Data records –
--

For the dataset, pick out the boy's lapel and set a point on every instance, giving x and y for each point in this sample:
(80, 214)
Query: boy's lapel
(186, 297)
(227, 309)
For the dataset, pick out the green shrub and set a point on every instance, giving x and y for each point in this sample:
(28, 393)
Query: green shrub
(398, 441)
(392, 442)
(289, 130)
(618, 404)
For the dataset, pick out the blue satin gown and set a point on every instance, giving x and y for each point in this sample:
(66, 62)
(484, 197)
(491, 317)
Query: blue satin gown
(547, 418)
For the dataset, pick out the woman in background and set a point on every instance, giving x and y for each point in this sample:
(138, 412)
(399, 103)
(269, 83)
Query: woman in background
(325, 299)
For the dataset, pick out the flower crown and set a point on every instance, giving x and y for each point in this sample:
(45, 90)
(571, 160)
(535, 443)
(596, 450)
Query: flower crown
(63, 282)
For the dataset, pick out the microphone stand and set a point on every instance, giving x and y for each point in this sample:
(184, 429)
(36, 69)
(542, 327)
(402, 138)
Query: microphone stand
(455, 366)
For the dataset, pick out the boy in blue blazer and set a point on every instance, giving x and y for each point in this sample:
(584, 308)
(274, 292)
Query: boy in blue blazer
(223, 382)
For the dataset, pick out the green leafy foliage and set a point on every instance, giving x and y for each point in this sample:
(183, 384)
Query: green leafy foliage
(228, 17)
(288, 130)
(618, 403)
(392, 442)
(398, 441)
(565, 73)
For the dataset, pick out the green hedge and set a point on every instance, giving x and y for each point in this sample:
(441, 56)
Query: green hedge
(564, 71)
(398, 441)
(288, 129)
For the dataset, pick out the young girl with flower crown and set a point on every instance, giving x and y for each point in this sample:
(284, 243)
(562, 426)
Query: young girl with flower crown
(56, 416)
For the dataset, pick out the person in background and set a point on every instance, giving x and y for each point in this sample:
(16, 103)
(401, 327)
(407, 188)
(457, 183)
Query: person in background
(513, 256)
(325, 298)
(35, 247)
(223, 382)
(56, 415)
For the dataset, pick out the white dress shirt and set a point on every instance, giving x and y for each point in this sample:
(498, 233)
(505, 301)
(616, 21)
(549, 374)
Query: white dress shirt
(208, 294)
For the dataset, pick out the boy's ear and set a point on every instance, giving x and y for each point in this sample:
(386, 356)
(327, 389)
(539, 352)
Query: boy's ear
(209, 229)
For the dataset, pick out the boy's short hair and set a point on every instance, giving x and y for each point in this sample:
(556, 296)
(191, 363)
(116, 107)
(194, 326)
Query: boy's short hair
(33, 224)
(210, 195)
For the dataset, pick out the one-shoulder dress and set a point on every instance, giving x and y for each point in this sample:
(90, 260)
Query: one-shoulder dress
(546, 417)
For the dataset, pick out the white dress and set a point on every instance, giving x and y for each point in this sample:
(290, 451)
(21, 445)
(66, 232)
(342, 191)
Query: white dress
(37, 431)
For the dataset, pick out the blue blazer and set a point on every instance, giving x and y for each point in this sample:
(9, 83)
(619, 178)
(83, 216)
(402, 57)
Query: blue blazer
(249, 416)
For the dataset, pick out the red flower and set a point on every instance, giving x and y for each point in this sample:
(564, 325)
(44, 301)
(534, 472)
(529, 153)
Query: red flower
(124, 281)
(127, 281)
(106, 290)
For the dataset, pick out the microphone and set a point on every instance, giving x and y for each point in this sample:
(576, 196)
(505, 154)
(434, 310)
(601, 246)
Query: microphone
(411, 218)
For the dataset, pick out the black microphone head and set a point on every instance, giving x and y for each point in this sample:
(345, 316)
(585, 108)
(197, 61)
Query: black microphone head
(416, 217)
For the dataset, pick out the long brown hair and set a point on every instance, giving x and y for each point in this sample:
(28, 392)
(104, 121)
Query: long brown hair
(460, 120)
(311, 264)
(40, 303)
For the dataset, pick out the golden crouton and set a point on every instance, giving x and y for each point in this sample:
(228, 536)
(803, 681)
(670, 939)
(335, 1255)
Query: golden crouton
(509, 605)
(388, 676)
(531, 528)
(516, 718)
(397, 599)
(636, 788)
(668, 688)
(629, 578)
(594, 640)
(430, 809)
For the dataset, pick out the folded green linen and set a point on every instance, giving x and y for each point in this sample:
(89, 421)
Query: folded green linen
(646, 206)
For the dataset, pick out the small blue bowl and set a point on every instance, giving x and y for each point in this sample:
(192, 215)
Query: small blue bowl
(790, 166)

--

WRITTEN REQUEST –
Output each record precisely as given.

SOLUTION –
For the dataset, pick out the boy's lapel and set a point on every instance, giving x and y for each point in this sample:
(80, 214)
Query: boy's lapel
(186, 297)
(227, 309)
For the dataset, pick out the green shrub and set a point on every instance, giving x and y for each point in this sample:
(28, 393)
Query: green shrub
(398, 441)
(392, 442)
(289, 130)
(618, 404)
For the dataset, pick out the blue satin gown and set a point on every instance, giving x and y for each point in this sample:
(66, 62)
(484, 197)
(491, 317)
Query: blue satin gown
(547, 418)
For the dataset, pick out the woman in background and set a point on every instance, giving x and y for each point in this sample:
(138, 412)
(399, 103)
(269, 83)
Query: woman in background
(325, 299)
For the dataset, pick out the flower crown and set a point on every instance, giving x and y for each point in this sample:
(45, 90)
(571, 160)
(535, 443)
(596, 450)
Query: flower crown
(63, 282)
For the dataset, pick out the microphone stand and set a point on every instance, giving x and y for each point in this sample:
(184, 429)
(36, 69)
(542, 327)
(402, 138)
Query: microphone stand
(455, 366)
For the dataset, pick out the boy in blue blazer and set a point on every instance, giving x and y for each point in this sample:
(584, 308)
(274, 292)
Query: boy in blue blazer
(223, 382)
For the dataset, pick out the green leafy foliage and set a point on every instance, giving x and y for each point in this sample:
(183, 384)
Query: green leafy foliage
(228, 17)
(288, 130)
(618, 403)
(392, 442)
(398, 441)
(565, 73)
For the dataset, pick out the green hedge and set a point on every instance, giving x and y for each point in this sample:
(441, 56)
Query: green hedge
(564, 71)
(398, 441)
(288, 129)
For the dataset, pick out the young girl with flower crown and set a point on every instance, giving x and y for each point in this sample:
(284, 243)
(562, 426)
Query: young girl with flower crown
(56, 416)
For the dataset, pick out the person in background and set a point on every instance, giving x and y for each point in this sample:
(16, 103)
(401, 327)
(407, 188)
(457, 183)
Query: person in background
(513, 256)
(325, 298)
(35, 247)
(223, 382)
(56, 415)
For the dataset, pick out the white dress shirt and set a point on every instance, giving x and y for each point in this sample:
(498, 233)
(505, 301)
(616, 21)
(549, 374)
Query: white dress shirt
(208, 294)
For the dataset, pick out the boy's ear and set a point on every instance, giving x and y for each point in this sample:
(386, 356)
(327, 389)
(539, 352)
Query: boy's ear
(209, 229)
For the dataset, pick out the boy's short hair and set a point on every instance, giving x and y for each point in this sample:
(556, 296)
(191, 363)
(116, 107)
(194, 326)
Query: boy's short hair
(33, 224)
(210, 195)
For the dataset, pick out the one-shoulder dress and set a point on every instance, giving x and y for each point in this sample:
(90, 260)
Query: one-shoulder dress
(546, 417)
For the dataset, pick out the white dress and set a point on every instance, giving x and y for each point in this sample:
(290, 451)
(21, 445)
(66, 232)
(342, 191)
Query: white dress
(37, 431)
For the dataset, pick out the blue blazer and set a point on every instance, giving x and y for each point in this sample:
(9, 83)
(619, 178)
(83, 216)
(402, 57)
Query: blue blazer
(249, 416)
For the dataset, pick out the red flower and set a point on every instance, giving x and y for each point in this sample:
(564, 325)
(44, 301)
(534, 472)
(529, 153)
Query: red flower
(124, 281)
(127, 281)
(106, 290)
For the dataset, pick out the microphone and set a point on every instance, giving x and y for each point in this sample:
(576, 196)
(505, 154)
(434, 310)
(601, 246)
Query: microphone
(411, 218)
For the dataset, pick out the black microphone head and set a point on every instance, giving x and y for each point in this sample:
(345, 316)
(585, 108)
(197, 61)
Query: black microphone head
(416, 217)
For the dataset, pick out the long brown hair and set a point on every instance, giving x and y for each point in this sample:
(28, 392)
(104, 121)
Query: long brown hair
(460, 120)
(311, 264)
(40, 303)
For the dataset, pick out the golden crouton and set a point on every instance, giving x and y for each point in this sample:
(228, 536)
(803, 681)
(670, 939)
(335, 1255)
Query: golden crouton
(509, 605)
(388, 676)
(531, 528)
(516, 718)
(397, 599)
(636, 788)
(668, 688)
(629, 578)
(594, 640)
(430, 809)
For the dataset, pick out the folded green linen and set a point on every instance, giving x and y for each point in this sample:
(89, 421)
Query: folded green linen
(646, 206)
For the dataset, pick out the small blue bowl and set a point on every instance, giving x and y for each point in this sample:
(192, 215)
Query: small blue bowl
(790, 166)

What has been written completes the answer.